Excerto do texto:
A economia que salva vidas

Por Joana Pais, Professora do ISEG, Universidade de Lisboa, e coordenadora do XLAB-Behavioural Research Lab

Uma equipa de cirurgiões transplantou recentemente um coração de porco num ser humano. Se tudo correr bem, este será o primeiro xenotransplante de coração realizado com sucesso, um importante avanço da medicina que poderá vir a atenuar a falta de órgãos humanos para transplante.

Tal como a medicina, a ciência económica tem vindo a ganhar terreno e a alocação de órgãos para transplante é uma das suas aplicações de sucesso, facto que já foi reconhecido com o Nobel atribuído a Alvin Roth e Lloyd Shapley em 2012. O trabalho destes economistas centrou-se no transplante renal. Tal como acontece com outros órgãos humanos para transplante, os rins são um recurso escasso. Nos EUA, por exemplo, há aproximadamente 100 000 pacientes à espera de um transplante renal, com cerca de 40 000 novos pacientes para apenas 20 000 transplantes a cada ano.

Tarefa: Transcreva do excerto do texto, sem alterações, o trecho que começa em "Tal como a medicina, a" e termina em "a cada ano.", incluindo este último.

Extratos de dados:
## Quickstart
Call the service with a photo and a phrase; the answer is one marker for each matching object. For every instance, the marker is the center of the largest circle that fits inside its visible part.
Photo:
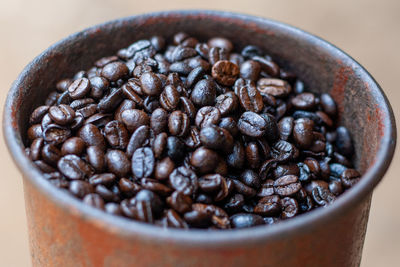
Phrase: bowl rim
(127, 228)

Resposta:
Tal como a medicina, a ciência económica tem vindo a ganhar terreno e a alocação de órgãos para transplante é uma das suas aplicações de sucesso, facto que já foi reconhecido com o Nobel atribuído a Alvin Roth e Lloyd Shapley em 2012. O trabalho destes economistas centrou-se no transplante renal. Tal como acontece com outros órgãos humanos para transplante, os rins são um recurso escasso. Nos EUA, por exemplo, há aproximadamente 100 000 pacientes à espera de um transplante renal, com cerca de 40 000 novos pacientes para apenas 20 000 transplantes a cada ano.